- _ACTIVITY 1_: In the profile of Mahendra Yadav below, rewrite the paragraph beginning "Mahendra Yadav (1949/1950" as a bulleted list that keeps its main facts.
- _ACTIVITY 2_: Summarize the profile of Mahendra Yadav below in two sentences.
***** SELECTED EXTRACT
Member of the Delhi Legislative Assembly
- In office November 1998 – December 2003
- Preceded by: Dharam Dev Solanki
- Succeeded by: Dharam Dev Solanki
- Constituency: Palam

Personal details
- Born: 1949-1950
- Died: 4 July 2020 New Delhi, India
- Cause of death: COVID-19
- Party: Indian National Congress

= Mahendra Yadav (Indian politician) =

Indian politician (died 2020)

Mahendra Yadav (1949/1950 – 5 July 2020) was an Indian politician affiliated with the Indian National Congress. He was an MLA from Delhi's Palam constituency in 1998 and OBC category chairman. He was convicted in a 1984 anti-Sikh riots case and was sentenced to 10 years in prison.
**********
***** DATA EXCERPT
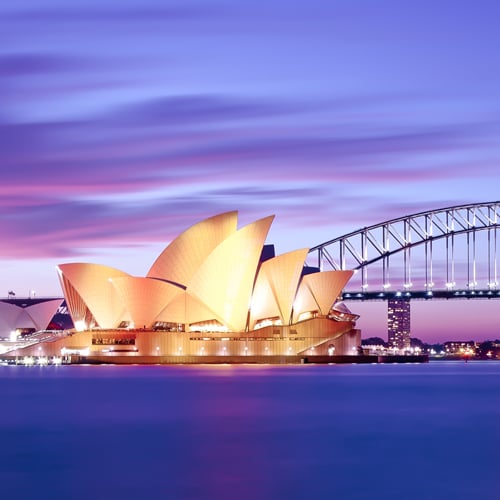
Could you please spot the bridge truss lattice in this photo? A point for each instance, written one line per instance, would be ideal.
**********
- _TASK RESPONSE 1_:
- Indian politician affiliated with the Indian National Congress; died in 2020
- MLA from Delhi's Palam constituency in 1998
- OBC category chairman
- Convicted in a 1984 anti-Sikh riots case and sentenced to 10 years in prison

- _TASK RESPONSE 2_: Mahendra Yadav was an Indian National Congress politician who served in the Delhi Legislative Assembly for the Palam constituency from November 1998 to December 2003. He was convicted in a 1984 anti-Sikh riots case, was sentenced to 10 years in prison, and died of COVID-19 in New Delhi in 2020.